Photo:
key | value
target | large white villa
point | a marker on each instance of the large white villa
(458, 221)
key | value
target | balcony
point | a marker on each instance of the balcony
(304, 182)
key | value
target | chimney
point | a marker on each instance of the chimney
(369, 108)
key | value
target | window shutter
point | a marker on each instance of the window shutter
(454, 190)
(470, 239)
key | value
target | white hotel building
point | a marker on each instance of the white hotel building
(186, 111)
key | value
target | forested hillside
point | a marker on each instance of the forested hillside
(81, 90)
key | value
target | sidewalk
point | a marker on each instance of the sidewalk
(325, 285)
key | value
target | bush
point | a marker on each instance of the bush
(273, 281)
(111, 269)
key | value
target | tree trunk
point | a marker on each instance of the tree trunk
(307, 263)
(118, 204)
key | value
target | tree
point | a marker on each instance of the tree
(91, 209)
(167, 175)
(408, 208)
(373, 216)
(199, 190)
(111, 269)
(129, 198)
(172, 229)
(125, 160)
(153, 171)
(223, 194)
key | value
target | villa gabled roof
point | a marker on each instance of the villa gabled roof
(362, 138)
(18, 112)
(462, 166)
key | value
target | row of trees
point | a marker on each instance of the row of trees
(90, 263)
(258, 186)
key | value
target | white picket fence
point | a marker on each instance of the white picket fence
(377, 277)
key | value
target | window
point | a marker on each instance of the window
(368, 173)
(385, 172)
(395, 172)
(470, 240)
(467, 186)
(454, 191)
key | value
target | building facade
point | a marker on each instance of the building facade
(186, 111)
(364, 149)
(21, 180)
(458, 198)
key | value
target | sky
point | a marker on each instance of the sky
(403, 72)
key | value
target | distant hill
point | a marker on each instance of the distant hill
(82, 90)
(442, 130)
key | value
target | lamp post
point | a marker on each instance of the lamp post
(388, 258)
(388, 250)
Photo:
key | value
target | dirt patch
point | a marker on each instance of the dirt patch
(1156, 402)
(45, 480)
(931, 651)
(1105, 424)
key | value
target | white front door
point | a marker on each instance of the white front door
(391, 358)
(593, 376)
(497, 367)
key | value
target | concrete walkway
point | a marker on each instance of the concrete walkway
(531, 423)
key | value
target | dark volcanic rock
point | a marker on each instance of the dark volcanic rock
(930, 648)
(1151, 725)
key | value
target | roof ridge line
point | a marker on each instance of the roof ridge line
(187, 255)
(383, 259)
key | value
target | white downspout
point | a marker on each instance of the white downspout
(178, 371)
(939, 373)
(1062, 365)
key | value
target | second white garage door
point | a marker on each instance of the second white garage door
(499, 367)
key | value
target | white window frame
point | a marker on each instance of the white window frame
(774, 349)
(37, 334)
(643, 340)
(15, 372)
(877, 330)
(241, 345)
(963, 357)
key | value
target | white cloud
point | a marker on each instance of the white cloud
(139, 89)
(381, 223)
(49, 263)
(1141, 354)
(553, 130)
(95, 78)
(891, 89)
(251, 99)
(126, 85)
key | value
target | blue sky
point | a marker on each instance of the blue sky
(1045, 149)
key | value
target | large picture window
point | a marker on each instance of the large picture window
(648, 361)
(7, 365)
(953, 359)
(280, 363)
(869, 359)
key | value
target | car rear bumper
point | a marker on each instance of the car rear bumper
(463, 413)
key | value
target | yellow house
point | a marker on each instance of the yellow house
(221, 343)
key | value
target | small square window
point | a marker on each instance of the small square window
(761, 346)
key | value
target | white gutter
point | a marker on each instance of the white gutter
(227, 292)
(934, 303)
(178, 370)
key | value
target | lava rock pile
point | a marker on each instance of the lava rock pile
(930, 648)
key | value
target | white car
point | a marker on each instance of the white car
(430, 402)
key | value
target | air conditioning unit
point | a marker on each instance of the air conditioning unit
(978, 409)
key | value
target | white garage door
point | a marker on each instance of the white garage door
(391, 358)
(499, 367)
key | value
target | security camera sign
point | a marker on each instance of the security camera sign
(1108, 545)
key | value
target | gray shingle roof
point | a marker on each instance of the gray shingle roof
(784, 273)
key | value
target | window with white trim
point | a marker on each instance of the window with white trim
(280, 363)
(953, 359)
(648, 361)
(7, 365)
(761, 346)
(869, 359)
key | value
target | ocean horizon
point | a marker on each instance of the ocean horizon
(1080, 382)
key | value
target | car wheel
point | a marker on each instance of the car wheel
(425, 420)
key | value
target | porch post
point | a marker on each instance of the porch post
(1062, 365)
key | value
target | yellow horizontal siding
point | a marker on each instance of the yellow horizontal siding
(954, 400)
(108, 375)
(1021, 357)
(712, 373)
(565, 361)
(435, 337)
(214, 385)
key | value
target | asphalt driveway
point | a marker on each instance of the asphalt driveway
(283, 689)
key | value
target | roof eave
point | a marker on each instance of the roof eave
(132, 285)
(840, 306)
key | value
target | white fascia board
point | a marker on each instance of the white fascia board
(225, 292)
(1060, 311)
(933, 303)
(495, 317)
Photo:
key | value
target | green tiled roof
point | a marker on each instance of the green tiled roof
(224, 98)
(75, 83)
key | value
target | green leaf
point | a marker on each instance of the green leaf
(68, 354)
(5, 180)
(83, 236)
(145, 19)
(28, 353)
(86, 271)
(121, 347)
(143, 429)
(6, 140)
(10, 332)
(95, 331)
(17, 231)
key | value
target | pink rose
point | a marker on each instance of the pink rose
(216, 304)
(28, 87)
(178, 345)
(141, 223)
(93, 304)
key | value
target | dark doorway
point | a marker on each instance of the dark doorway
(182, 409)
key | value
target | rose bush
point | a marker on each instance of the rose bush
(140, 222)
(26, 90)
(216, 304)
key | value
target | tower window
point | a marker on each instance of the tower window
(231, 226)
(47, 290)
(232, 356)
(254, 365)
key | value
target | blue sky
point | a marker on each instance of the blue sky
----------
• Required work:
Copy out every line from the start of the records down to and including the line that contains "(1105, 424)". Keep each line unchanged.

• Reply:
Photo:
key | value
target | large white villa
point | a marker on each instance of the large white villa
(458, 221)
key | value
target | balcony
point | a marker on each instance of the balcony
(304, 182)
key | value
target | chimney
point | a marker on each instance of the chimney
(369, 108)
key | value
target | window shutter
point | a marker on each instance of the window shutter
(454, 190)
(470, 239)
key | value
target | white hotel building
point | a marker on each instance of the white hotel building
(186, 111)
key | value
target | forested hillside
point | a marker on each instance of the forested hillside
(81, 90)
key | value
target | sidewalk
point | a marker on each instance of the sidewalk
(325, 285)
key | value
target | bush
point | a marker on each instance of the bush
(273, 281)
(111, 269)
key | value
target | tree trunk
point | a marker on each instance of the tree trunk
(307, 263)
(118, 204)
key | value
target | tree
point | a marker on each instance of the tree
(91, 209)
(167, 175)
(408, 208)
(373, 216)
(199, 190)
(111, 269)
(129, 198)
(172, 229)
(125, 160)
(153, 171)
(223, 194)
key | value
target | villa gabled roof
point | a marker on each instance of the villa gabled roof
(362, 138)
(18, 112)
(462, 166)
key | value
target | row of trees
point | a marker on each instance of the row of trees
(90, 263)
(258, 186)
key | value
target | white picket fence
point | a marker on each instance of the white picket fence
(377, 277)
key | value
target | window
point | a marker on each instance of the window
(368, 173)
(385, 172)
(395, 172)
(470, 240)
(467, 186)
(454, 191)
key | value
target | building facade
point | a marker on each instance of the building facade
(186, 111)
(364, 149)
(21, 180)
(458, 198)
key | value
target | sky
point | a marker on each instance of the sky
(403, 72)
key | value
target | distant hill
point | a marker on each instance of the distant hill
(82, 90)
(442, 130)
key | value
target | lamp post
point | a marker on each instance of the lamp post
(388, 258)
(388, 250)
Photo:
key | value
target | dirt patch
point | a marker on each instance of the dirt patch
(1156, 402)
(45, 480)
(931, 651)
(1105, 424)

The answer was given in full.